Stored records:
# # # #
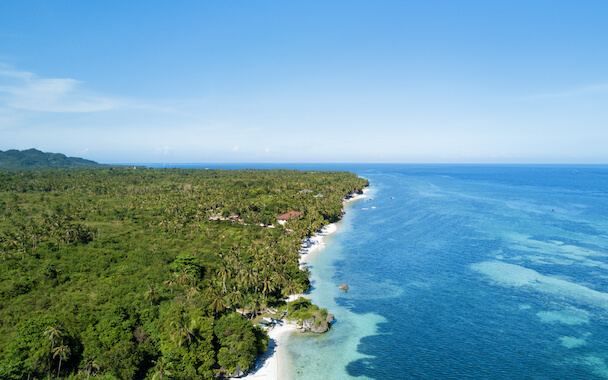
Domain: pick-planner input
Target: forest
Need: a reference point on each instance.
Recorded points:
(117, 273)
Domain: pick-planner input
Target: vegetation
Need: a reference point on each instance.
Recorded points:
(150, 274)
(35, 159)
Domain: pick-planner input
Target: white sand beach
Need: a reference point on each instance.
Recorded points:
(268, 366)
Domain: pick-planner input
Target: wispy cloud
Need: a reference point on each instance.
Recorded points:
(26, 91)
(575, 92)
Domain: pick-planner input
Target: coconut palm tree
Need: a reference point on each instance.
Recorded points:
(63, 351)
(53, 334)
(151, 294)
(91, 364)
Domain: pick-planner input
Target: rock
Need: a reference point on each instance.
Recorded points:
(237, 373)
(316, 325)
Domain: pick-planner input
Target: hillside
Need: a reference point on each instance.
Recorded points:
(147, 274)
(35, 159)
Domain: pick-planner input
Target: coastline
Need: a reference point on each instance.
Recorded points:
(271, 365)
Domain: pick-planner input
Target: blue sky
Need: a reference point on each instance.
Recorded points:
(309, 81)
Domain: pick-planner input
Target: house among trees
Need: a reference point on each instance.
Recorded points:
(288, 216)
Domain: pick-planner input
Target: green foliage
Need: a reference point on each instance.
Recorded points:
(238, 344)
(138, 268)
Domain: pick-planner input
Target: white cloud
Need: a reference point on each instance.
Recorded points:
(26, 91)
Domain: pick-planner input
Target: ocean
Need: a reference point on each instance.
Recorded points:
# # # #
Written task: Find every line in the items above that contains the word "white" and copy each of those lines out in full.

Exercise response:
Target: white sand beach
Target: white cloud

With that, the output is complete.